___ Kutipan Teks

Perhatikan sang anak terlebih dahulu. Jika kalian berurusan dengan hiburan, makanan, mainan, peraturan, perawatan baik waktu siang atau malam hari, kesehatan, dan pendidikan mereka – dengarkan mereka, belajar tentang mereka, dan belajar dari mereka[1]
Sebagai pendidik, kita harus memperhatikan anak murid berdasarkan keunikan masing – masing. Pendidikan anak berkebutuhan khusus menunjang kemampuan sang anak untuk bekal mereka di masa depan. Hal itu menyebabkan seorang guru memerlukan keterampilan untuk mempelajari hal – hal yang tidak hanya menunjang kemampuan mendidik, seperti komitmen, latihan, pengalaman, dan pengetahuan tentang perkembangan dan metode berkembang anak tetapi juga harus mempelajari cara beradaptasi serta menghadapi persoalan sang anak dengan keterbatasannya sekaligus bekerja sama dengan professi lainnya seperti ahli patologi.
Oleh karena itu semua, makalah ini disusun dengan tujuan membantu seseorang agar mampu membuat kondisi dan kurikulum yang berfokus pada anak berkebutuhan khusus. Pembahasan makalah ini tidak hanya berkutat pada persoalan metode praktis saja, tetapi juga akan menerangkan dasar teori serta dasar filosofis anak dengan kebutuhan khusus yang pada kali ini berfokus pada gangguan bahasa dan gangguan bicara.
Pada bab II penulis akan menjabarkan aspek historis tentang pendidikan anak dengan gangguan bahasa dan gangguan bicara, teori cara belajar, persoalan sosial dan cultural yang dihadapi guru, cara identifikasi, penggunaan teknologi tepat guna kepada anak, serta komunikasi terhadap orangtua sang anak dengan kebutuhan khusus.
Pada bab III penulis akan menuliskan kesimpulan persoalan pendidikan anak berkebutuhan khusus yang bersifat konstruktif, dengan tujuan menambah pengetahuan.

______
___ Catatan Hasil Ekstraksi

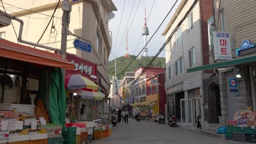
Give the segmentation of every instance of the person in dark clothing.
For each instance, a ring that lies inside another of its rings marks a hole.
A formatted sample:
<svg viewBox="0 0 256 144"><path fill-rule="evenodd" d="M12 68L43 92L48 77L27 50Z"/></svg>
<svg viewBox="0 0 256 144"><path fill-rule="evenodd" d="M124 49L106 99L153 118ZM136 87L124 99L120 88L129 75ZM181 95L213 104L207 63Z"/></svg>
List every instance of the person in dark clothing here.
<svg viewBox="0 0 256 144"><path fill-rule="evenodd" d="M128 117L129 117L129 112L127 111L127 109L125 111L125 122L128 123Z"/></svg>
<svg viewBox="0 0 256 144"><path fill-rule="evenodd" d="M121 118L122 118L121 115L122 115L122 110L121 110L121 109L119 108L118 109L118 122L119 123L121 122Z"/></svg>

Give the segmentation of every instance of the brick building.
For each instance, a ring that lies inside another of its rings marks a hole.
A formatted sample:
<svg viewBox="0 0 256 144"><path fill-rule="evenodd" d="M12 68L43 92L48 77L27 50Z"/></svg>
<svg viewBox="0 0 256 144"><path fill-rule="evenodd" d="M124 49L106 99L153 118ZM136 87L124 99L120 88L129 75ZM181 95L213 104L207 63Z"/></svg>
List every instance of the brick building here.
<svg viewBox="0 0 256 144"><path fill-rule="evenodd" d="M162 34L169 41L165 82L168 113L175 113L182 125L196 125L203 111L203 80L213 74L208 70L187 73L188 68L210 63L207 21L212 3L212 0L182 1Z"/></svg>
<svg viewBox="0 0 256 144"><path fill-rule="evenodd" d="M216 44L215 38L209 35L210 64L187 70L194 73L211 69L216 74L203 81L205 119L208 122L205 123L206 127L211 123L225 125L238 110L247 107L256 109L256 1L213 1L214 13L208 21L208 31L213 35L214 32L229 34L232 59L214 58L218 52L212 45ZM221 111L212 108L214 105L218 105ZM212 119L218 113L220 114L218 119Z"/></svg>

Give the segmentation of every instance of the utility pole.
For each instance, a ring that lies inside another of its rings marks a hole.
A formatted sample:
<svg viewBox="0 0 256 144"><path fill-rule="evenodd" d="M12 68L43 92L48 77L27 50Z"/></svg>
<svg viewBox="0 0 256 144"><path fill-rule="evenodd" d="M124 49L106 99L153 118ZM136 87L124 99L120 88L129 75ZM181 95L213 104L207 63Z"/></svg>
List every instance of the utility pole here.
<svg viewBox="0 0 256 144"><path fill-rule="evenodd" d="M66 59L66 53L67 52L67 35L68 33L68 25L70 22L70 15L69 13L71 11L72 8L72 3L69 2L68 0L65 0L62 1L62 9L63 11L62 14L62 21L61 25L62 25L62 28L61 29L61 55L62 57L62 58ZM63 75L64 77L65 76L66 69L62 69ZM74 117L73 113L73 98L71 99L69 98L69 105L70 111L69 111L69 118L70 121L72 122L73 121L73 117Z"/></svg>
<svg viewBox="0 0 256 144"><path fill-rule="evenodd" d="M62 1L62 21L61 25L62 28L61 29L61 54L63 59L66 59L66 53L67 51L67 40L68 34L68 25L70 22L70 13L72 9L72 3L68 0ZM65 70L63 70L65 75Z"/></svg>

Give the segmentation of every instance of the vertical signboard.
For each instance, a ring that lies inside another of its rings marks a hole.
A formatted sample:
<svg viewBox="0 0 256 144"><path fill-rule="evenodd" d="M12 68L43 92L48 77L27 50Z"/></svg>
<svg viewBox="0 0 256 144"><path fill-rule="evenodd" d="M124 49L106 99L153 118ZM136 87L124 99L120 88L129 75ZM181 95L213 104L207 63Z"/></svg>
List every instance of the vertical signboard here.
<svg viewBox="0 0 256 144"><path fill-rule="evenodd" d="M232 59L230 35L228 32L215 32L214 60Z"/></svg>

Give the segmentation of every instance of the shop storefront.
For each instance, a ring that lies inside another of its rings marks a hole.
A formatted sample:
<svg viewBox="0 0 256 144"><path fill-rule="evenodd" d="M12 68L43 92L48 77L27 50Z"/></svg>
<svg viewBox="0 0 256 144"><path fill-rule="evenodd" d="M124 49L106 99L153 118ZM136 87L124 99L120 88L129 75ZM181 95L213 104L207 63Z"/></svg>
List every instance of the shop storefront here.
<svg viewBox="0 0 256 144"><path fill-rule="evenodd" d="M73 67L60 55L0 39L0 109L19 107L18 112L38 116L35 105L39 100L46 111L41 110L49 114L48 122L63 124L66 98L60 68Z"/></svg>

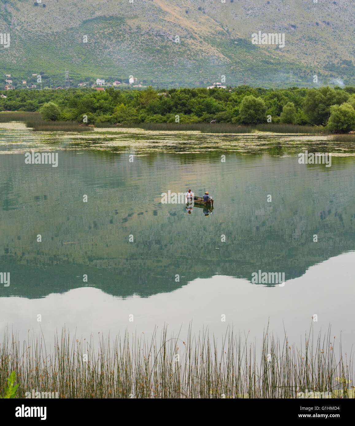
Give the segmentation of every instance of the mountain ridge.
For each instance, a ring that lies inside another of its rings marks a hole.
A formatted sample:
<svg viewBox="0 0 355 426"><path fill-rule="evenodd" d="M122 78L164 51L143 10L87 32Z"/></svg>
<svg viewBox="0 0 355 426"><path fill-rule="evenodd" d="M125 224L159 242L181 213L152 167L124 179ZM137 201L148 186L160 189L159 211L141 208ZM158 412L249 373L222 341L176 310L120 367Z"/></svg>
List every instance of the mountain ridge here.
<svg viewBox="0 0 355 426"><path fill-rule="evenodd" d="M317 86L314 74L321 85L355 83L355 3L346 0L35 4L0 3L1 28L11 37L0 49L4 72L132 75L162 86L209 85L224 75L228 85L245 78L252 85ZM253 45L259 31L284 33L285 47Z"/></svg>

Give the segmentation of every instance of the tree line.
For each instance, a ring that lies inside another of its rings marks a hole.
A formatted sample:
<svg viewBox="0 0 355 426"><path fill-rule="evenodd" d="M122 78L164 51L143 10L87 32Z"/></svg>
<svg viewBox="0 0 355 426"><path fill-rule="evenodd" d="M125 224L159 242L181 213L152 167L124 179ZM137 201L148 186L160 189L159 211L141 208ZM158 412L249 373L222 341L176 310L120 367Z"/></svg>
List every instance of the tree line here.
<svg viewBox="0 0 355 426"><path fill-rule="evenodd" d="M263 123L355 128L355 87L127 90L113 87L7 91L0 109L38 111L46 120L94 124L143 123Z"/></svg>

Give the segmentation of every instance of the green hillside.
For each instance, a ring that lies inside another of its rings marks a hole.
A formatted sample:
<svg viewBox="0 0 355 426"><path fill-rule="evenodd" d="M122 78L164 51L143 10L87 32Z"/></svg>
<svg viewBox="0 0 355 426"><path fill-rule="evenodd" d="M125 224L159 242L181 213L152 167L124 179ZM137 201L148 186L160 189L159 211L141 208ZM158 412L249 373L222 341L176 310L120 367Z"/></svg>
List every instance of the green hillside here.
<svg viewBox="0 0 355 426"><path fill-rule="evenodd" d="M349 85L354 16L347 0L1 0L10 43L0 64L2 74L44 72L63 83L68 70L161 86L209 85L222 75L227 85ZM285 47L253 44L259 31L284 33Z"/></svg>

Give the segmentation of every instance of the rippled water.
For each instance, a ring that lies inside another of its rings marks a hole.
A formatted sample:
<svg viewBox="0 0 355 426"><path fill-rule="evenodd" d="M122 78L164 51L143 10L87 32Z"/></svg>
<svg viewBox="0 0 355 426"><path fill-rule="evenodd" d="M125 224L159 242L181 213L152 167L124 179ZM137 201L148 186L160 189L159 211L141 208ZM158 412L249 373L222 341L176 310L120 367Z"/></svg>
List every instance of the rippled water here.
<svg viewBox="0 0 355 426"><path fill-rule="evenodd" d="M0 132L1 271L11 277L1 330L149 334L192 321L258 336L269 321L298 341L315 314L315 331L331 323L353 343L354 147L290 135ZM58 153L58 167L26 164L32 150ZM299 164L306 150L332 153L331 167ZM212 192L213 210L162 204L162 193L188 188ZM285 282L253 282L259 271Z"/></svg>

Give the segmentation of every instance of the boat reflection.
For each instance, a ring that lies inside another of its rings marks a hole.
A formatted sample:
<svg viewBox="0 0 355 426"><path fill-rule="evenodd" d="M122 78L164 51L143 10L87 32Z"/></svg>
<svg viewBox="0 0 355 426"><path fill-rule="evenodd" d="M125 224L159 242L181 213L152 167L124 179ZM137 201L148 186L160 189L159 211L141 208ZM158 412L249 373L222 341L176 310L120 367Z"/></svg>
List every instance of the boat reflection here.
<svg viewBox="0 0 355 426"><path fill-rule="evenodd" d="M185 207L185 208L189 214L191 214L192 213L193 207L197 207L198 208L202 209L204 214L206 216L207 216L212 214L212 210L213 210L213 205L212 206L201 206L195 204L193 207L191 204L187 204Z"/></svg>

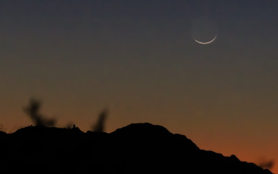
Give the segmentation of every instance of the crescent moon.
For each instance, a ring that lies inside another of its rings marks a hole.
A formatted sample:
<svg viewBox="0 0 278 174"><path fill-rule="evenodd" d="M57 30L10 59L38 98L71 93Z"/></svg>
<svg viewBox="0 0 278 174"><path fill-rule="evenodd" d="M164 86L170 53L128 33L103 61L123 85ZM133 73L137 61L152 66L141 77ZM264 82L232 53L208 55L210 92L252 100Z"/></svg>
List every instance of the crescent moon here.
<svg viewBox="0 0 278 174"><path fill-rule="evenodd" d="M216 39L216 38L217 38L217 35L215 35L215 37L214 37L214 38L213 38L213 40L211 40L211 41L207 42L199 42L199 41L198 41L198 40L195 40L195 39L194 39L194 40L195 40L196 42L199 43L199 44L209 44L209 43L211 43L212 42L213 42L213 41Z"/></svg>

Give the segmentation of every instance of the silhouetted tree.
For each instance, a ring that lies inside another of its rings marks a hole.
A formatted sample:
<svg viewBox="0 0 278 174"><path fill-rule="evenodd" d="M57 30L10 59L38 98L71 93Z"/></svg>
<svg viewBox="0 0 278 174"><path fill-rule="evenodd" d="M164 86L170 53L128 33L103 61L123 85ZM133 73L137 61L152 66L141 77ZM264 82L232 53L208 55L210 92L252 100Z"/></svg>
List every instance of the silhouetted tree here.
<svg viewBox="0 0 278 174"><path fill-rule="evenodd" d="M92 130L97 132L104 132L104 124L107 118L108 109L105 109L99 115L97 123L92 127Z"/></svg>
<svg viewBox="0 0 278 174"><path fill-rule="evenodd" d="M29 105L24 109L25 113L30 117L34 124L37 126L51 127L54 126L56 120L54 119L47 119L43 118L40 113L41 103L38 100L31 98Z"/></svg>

______

* _Soal Latihan_:
1. Menurut kutipan teks, pada gangguan apa pembahasan makalah kali ini berfokus?
2. Salinlah bagian kutipan teks yang dimulai dengan "Pada bab III" dan berlanjut sampai "tujuan menambah pengetahuan.".
Catatan tersebut merupakan bahan tersendiri yang terpisah dari kutipan teks.

* _Kunci Jawaban_:
1. Gangguan bahasa dan gangguan bicara.

2.
Pada bab III penulis akan menuliskan kesimpulan persoalan pendidikan anak berkebutuhan khusus yang bersifat konstruktif, dengan tujuan menambah pengetahuan.